Interacting with David from his childhood right up to the time of the writing of this book, when he is in his early 50's, David's siblings had to struggle to understand what he was trying to express. As Judy states, "he had hundreds of tricks that we didn't understand to organize the world." The work then for the siblings is neverending.

The cartoon chapters of The Ride Together are quite informative, particularly in expressing affect. Comics can present the family's real-life events in an actual time sequence while simultaneously presenting the inner thoughts and fantasies Paul was having as his brother put him into embarrassing, impossible, and sometimes mortifying situations.

Unfortunately, the reader needs to be reasonably informed about autism spectrum disorders to appreciate much of what the Karasiks convey in The Ride Together. For the naive reader, this book is the wrong place to start. For the informed reader, this is a quick read that gives some sense of what it is like to have lived in a family with an individual who has an autistic spectrum disorder and to have done so for half a century. In that way, The Ride Together makes a unique contribution.

Ashley Stanford has been the wife of a man with Asperger syndrome for 14 years. She is also the mother of four children, three of whom have been given a diagnosis of Asperger syndrome. She begins her book, Asperger Syndrome and Long-Term Relationships, by trying to find nonoffensive language with which to refer to people with Asperger syndrome (AS) and their neurotypical (NT) partners. She uses the term "Aspie" when emphasizing the strengths of a person with Asperger syndrome. Her book offers practical suggestions on how to understand an "Aspie" partner's idiosyncrasies and struggles to instill hope into relationships that are in trouble. Her overarching goal is to help the neurotypical partner better understand the diagnosis. Stanford, perhaps inadvertently, has also written an exhaustive lay guide to assist with diagnosing a relatively new disorder that is still too often missed by clinicians.

Stanford's comprehensive outline of DSM-IV criteria for Asperger syndrome offers real-life examples that demystify somewhat vague descriptors. Her book is organized into 11 chapters, six of which parse out the diagnostic criteria, phrase by phrase, with individual sections titled "What It May Look Like" and "Implications and Solutions." Although at times this approach makes for a somewhat tedious read, Stanford's real-life examples capture the essence of the experiences of a person with Asperger syndrome. The author validates how difficult it is to be the neurotypical partner of a person with Asperger syndrome yet provides strategies for coping with the disappointment and mitigating some of the loneliness experienced by the neurotypical partner.

Stanford is a remarkable woman who has accepted her "Aspie" husband's shortcomings as a partner and has learned to celebrate his unique strengths. With grace and good humor, she has also found a way to share their experience of a successful "Aspie/NT" union. This book is so comprehensive that it may well prove useful as a teaching tool for new, inexperienced clinicians. It is certainly to be recommended to any neurotypical partners of people with Asperger syndrome and "Aspies" who are interested in better understanding how their styles complicate relationships.

Dr. Geller is professor of psychiatry and director of public-sector psychiatry at the University of Massachusetts Medical School in Worcester. Dr. Haynes is a child and adolescent psychiatrist in private practice in Worcester.

- GIVEN DATA:
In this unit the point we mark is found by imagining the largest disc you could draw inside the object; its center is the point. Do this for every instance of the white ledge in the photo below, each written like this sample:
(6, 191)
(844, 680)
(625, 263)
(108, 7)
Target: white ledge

- DIRECTIONS:
[1] Please copy the review word for word, from "Interacting with David" up to and including "sometimes mortifying situations.".
[2] According to the review, how many of Ashley Stanford's four children have been given a diagnosis of Asperger syndrome?
You can ignore the listing.

- RESPONSES:
[1]
Interacting with David from his childhood right up to the time of the writing of this book, when he is in his early 50's, David's siblings had to struggle to understand what he was trying to express. As Judy states, "he had hundreds of tricks that we didn't understand to organize the world." The work then for the siblings is neverending.

The cartoon chapters of The Ride Together are quite informative, particularly in expressing affect. Comics can present the family's real-life events in an actual time sequence while simultaneously presenting the inner thoughts and fantasies Paul was having as his brother put him into embarrassing, impossible, and sometimes mortifying situations.

[2] Three.